Provided text -
<<<<
US-backed rebels set Manbij deadline for ISIL

US-backed rebels set Manbij deadline for ISIL

BEIRUT
US-backed rebels set Manbij deadline for ISIL

REUTERS photo

U.S.-backed fighters on July 21 gave the Islamic State of Iraq and the Levant (ISIL) 48 hours to leave the battleground Syrian town of Manbij, after U.S.-led air strikes nearby reportedly killed dozens of civilians.

The raids on July 19 by the coalition fighting ISIL in Syria and Iraq provoked an intense backlash and local protests.

Syria’s opposition National Coalition urged the U.S.-led coalition to suspend its strikes, and international rights groups demanded a thorough investigation.

The Kurdish-Arab Syrian Democratic Forces (SDF) alliance that issued the ultimatum said it was intended to “protect civilian lives” in Manbij, a jihadist bastion in Aleppo province close to the border with Turkey. 

The alliance has been fighting to oust ISIL from the town since late May, backed by heavy coalition air strikes.

“This initiative is the last remaining chance for besieged members of Daesh [ISIL] to leave the town,” said the Manbij Military Council, part of the SDF, according to AFP.

“In order to protect civilian lives and property and to protect the town from destruction we announce that we accept the initiative under which besieged ISIL members would leave with their individual light weapons,” the statement added.

The initiative was first floated last week by tribal leaders in Manbij, an SDF commander told AFP.

“But we took this decision now after ISIL used residents as human shields, after the media pressure on us and to protect whatever civilians are left in the town,” the commander said on condition of anonymity.

The statement also urged civilians to try to leave Manbij or distance themselves from areas where clashes were taking place.
>>>>
Given data -
<<<<
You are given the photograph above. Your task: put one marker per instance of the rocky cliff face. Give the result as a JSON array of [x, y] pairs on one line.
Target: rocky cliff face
>>>>
Stated task 1 - From the Manbij article above, write out the passage between "REUTERS photo" and "and local protests.", inclusive.
Stated task 2 - According to the Manbij article above, who first floated the initiative that would let besieged ISIL members leave the town?

Complete response 1 -
REUTERS photo

U.S.-backed fighters on July 21 gave the Islamic State of Iraq and the Levant (ISIL) 48 hours to leave the battleground Syrian town of Manbij, after U.S.-led air strikes nearby reportedly killed dozens of civilians.

The raids on July 19 by the coalition fighting ISIL in Syria and Iraq provoked an intense backlash and local protests.

Complete response 2 - Tribal leaders in Manbij first floated it.